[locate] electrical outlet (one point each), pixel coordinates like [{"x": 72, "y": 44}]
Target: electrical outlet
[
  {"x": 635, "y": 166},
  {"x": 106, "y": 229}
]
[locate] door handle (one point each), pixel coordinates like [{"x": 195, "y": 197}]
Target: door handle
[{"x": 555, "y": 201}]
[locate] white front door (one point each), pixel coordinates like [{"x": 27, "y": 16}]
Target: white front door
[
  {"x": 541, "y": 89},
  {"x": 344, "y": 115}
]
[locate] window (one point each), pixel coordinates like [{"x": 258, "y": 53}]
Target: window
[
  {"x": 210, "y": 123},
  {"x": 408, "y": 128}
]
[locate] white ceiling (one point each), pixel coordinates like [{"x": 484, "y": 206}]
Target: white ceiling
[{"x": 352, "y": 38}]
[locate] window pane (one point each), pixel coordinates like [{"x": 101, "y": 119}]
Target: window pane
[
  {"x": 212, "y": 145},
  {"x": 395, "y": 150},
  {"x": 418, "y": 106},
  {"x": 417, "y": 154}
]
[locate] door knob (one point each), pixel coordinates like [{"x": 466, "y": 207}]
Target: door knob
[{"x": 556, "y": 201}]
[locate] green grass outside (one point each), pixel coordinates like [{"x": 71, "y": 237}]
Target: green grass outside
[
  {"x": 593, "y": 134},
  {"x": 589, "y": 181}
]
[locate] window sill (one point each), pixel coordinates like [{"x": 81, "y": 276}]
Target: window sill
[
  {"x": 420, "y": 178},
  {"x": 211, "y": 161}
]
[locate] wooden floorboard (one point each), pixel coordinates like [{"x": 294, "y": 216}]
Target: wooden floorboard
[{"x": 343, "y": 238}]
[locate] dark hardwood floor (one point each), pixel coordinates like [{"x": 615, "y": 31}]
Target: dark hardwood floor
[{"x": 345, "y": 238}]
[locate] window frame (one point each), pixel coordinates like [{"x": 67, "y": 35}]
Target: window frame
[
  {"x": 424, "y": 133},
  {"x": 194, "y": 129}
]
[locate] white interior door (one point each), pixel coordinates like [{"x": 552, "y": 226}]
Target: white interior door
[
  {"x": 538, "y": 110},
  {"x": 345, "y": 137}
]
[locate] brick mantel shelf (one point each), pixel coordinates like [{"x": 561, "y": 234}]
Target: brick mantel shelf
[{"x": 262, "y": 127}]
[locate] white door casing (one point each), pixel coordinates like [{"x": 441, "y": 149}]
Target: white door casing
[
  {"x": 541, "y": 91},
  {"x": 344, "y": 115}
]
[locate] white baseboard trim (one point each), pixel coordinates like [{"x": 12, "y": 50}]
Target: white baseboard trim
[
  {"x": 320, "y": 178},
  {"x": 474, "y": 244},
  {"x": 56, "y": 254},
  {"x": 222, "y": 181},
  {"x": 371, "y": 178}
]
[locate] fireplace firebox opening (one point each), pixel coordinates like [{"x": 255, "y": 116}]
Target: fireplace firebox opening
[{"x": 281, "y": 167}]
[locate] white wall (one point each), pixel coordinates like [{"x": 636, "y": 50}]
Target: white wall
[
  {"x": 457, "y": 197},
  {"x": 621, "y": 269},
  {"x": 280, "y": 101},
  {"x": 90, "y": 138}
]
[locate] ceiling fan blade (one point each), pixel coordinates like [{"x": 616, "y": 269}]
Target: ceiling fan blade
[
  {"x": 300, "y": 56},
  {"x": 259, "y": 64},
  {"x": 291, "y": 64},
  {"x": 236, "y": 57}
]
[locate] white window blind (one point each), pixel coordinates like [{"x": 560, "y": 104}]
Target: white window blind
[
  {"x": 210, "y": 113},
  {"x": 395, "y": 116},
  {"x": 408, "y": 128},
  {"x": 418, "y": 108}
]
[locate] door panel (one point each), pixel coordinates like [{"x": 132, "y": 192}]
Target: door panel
========
### Task prompt
Can you copy out, unchanged, the lines above that run from the one containing "[locate] door panel" through the final line?

### Answer below
[locate] door panel (one point each), pixel coordinates like [{"x": 132, "y": 192}]
Target: door panel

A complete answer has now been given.